* **Check your understanding**
A. Translate into Spanish this sentence from the passage on planning for the worst: "It stresses you out and it stresses the supply chain out."
B. Using the passage on planning for the worst, decide whether each statement agrees with it. Answer yes or no and quote the deciding words. (i) The writer hopes the situation will be over in two weeks. (ii) The writer advises against buying batteries for flashlights. (iii) The writer says there will be enough for everyone no matter how people act.
C. Carry the passage on planning for the worst further, picking up after its last sentence.

Eat the brown banana first
- Hope for the best but plan for the worst. I hope this will be over in two weeks. I plan for it to be over in eight. So go ahead and get batteries for the flashlights, but don’t hoard toilet paper and hand sanitizer until you have enough to last through 2021. It stresses you out and it stresses the supply chain out. There will be enough for everyone if we act sensibly right now.

* **Information supplied**
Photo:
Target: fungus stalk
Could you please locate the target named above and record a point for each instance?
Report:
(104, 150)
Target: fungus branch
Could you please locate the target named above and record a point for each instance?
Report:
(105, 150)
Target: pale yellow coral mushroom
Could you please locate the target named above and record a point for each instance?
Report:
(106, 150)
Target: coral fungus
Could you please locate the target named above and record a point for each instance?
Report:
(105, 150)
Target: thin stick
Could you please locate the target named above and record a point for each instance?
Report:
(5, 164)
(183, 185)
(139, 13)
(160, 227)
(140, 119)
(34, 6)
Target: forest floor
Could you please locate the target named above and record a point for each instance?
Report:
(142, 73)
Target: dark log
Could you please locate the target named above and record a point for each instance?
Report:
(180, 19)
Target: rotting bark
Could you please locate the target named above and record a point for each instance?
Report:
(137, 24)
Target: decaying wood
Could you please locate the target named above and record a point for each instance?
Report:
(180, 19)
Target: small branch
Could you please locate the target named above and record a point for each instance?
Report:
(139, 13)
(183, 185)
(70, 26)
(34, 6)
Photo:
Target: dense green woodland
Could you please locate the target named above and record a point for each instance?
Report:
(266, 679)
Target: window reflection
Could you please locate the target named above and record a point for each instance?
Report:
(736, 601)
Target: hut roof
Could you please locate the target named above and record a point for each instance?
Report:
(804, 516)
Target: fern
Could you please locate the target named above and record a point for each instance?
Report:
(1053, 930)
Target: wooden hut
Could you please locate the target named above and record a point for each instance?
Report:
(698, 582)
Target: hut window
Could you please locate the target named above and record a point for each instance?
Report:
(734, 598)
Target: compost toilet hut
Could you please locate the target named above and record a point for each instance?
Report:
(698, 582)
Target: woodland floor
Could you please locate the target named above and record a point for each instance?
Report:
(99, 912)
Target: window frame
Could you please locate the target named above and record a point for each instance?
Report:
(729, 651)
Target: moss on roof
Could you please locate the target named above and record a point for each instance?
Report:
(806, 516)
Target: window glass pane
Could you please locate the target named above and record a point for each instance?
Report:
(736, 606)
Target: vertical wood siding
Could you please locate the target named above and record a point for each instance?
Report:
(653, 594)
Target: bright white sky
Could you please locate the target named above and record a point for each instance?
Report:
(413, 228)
--
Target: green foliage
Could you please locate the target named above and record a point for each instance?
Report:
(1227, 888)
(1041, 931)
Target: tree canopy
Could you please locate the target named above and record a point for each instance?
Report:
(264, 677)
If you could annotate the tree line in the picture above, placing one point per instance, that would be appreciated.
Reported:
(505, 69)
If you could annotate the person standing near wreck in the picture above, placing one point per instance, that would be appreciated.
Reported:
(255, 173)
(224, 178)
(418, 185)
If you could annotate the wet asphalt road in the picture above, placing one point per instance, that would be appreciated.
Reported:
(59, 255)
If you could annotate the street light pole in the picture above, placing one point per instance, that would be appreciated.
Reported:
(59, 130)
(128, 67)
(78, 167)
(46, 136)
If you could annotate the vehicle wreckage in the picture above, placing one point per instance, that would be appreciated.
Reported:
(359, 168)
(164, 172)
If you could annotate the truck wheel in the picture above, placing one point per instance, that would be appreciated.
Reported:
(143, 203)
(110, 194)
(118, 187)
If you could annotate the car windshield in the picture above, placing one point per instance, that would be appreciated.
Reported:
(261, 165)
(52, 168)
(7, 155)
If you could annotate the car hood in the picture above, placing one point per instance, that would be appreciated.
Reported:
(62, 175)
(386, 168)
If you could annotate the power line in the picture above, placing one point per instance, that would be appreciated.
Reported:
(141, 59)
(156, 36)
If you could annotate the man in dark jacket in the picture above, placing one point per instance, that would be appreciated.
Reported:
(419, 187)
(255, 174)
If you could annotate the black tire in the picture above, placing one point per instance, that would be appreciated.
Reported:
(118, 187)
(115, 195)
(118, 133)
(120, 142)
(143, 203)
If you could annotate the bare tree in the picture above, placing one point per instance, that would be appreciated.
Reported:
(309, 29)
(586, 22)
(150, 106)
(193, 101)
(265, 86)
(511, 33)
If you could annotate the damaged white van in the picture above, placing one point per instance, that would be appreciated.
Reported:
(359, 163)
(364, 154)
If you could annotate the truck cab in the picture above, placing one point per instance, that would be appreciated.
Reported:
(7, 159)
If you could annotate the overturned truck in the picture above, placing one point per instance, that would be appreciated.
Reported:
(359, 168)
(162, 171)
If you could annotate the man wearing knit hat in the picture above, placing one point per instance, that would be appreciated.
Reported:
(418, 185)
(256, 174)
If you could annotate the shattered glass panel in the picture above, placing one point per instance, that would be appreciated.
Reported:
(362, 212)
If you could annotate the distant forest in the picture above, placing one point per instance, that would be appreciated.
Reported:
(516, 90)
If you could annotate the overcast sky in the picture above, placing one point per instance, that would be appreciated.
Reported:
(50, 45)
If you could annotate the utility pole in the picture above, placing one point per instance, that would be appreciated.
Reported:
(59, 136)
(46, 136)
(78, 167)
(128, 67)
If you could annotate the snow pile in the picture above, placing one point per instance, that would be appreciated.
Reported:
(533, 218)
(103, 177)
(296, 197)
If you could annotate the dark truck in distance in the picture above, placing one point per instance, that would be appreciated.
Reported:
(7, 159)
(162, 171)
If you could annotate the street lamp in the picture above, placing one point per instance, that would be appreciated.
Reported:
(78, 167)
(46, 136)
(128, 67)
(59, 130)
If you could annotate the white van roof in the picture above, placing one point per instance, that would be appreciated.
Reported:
==
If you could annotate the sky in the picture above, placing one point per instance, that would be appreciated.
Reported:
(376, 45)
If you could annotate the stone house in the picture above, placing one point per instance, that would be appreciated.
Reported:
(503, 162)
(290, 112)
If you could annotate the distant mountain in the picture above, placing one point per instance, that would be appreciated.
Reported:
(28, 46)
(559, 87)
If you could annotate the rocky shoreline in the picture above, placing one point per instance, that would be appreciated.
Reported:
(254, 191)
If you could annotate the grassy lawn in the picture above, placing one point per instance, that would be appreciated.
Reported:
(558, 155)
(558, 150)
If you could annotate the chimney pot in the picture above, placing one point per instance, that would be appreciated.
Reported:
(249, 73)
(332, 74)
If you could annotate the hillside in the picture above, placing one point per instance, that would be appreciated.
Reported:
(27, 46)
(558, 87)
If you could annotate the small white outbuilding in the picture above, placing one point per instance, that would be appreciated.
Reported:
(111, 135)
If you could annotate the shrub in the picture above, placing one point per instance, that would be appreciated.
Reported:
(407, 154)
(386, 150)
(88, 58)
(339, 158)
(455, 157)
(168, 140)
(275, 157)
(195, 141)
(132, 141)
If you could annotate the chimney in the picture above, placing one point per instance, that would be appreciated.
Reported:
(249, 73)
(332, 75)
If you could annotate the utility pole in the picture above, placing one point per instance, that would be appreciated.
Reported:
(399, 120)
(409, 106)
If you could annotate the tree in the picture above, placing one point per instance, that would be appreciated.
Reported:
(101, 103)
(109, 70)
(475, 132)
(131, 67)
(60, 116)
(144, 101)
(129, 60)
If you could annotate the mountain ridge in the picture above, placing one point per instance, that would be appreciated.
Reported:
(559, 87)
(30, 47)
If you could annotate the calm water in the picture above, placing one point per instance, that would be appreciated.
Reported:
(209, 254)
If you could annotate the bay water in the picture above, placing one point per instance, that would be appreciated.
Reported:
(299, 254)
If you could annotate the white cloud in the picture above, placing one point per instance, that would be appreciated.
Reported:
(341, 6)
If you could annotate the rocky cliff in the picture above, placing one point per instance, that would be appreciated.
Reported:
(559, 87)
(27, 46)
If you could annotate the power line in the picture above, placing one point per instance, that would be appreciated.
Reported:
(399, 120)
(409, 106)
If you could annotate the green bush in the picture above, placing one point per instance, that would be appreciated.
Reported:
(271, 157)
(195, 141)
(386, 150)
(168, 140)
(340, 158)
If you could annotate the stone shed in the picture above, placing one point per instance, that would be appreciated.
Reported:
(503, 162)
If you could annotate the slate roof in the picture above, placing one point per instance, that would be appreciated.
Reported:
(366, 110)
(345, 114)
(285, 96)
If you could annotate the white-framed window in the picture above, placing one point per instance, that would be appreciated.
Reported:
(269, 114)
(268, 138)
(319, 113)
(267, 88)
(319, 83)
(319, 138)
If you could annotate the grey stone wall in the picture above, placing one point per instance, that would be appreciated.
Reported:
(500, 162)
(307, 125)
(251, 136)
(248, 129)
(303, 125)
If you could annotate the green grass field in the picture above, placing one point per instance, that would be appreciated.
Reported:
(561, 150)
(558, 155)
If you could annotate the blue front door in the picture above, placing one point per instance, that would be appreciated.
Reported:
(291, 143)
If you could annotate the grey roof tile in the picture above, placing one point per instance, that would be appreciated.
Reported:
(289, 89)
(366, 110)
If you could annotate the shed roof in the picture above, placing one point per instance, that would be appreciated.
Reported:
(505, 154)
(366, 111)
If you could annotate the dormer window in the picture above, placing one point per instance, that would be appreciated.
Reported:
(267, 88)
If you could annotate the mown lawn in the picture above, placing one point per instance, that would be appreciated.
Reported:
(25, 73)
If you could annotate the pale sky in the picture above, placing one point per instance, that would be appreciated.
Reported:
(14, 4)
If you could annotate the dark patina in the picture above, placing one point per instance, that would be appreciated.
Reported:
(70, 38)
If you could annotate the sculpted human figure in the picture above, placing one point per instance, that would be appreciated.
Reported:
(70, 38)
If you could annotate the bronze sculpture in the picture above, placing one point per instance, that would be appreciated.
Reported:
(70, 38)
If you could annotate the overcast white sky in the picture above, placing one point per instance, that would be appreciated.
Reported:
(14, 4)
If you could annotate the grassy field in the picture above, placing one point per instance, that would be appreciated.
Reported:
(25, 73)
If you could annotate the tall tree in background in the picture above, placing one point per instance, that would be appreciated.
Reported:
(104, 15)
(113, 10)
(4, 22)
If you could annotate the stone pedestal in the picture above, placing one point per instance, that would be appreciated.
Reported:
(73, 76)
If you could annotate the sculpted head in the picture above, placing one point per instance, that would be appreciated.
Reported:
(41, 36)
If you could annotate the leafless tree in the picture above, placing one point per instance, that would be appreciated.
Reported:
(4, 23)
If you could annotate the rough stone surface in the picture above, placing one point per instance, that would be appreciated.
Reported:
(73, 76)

* **Results of the tasks**
A. Te estresa a ti y estresa a la cadena de suministro.

B.
(i) Yes: "I hope this will be over in two weeks."
(ii) No: "So go ahead and get batteries for the flashlights"
(iii) No: "There will be enough for everyone if we act sensibly right now."

C.
Don’t freak out about toilet paper
- Many countries still exist, and do just fine, without modern plumbing. In Mexico there is a covered, lined can in the bathroom where you put your ‘paper’ when you are done with it. Napkins, paper towels, baby wipes etc. all can be used instead of Charmin. Chill the F out about the toilet tissue issue people. We are showing our ass here being freaked out by (if I may be so bold) a first world problem.